- WHAT YOU SHOULD DO -
Could you quote everything from the line containing "[tag] one dot per instance, sample [411,188]." down to the end of the items, word for word and including both ends?

- EXCERPTED DATA -
========================

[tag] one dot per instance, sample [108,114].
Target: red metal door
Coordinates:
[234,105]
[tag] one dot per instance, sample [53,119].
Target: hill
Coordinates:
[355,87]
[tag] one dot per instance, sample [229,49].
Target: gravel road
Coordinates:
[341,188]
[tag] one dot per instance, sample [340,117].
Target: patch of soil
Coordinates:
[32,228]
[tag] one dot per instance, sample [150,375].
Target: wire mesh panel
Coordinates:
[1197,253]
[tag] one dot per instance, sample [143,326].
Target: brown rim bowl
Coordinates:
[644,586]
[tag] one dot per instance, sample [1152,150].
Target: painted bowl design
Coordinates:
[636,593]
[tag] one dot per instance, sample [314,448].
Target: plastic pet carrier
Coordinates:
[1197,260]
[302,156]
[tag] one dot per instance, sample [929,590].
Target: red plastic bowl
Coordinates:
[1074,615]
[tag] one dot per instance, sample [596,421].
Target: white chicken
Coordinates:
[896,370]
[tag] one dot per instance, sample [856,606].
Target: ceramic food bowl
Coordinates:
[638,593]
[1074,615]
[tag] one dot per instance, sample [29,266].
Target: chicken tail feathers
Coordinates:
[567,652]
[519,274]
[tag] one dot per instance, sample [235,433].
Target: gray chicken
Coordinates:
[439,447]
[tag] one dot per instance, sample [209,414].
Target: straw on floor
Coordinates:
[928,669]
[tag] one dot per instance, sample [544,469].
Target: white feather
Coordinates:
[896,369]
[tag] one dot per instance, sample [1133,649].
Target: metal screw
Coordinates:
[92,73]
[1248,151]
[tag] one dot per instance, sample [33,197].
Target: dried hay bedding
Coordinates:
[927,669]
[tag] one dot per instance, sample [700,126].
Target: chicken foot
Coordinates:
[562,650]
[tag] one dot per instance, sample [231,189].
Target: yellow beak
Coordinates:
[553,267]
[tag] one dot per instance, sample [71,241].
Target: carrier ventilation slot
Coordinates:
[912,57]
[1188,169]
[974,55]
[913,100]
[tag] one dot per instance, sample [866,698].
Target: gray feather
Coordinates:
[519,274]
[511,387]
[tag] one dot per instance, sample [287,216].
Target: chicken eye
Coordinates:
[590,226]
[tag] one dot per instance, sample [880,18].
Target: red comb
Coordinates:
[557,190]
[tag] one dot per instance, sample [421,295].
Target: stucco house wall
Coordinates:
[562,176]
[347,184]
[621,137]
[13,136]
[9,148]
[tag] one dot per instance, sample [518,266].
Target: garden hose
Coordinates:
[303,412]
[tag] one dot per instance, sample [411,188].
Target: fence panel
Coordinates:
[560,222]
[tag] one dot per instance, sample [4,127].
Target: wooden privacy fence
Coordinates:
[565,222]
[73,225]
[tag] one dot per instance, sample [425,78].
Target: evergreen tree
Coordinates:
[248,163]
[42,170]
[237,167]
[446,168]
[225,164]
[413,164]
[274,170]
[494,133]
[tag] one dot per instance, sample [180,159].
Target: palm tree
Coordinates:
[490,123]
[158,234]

========================

- COMPLETE RESPONSE -
[tag] one dot per instance, sample [411,188].
Target: fence panel
Coordinates:
[560,222]
[tag] one dot per instance, sample [4,127].
Target: wooden privacy fence
Coordinates:
[565,222]
[73,225]
[tag] one dot per instance, sample [425,78].
Target: evergreen tree
Coordinates:
[248,163]
[42,170]
[237,167]
[446,168]
[225,164]
[413,164]
[274,170]
[494,133]
[tag] one dot per instance, sample [180,159].
Target: palm tree
Coordinates:
[490,123]
[158,234]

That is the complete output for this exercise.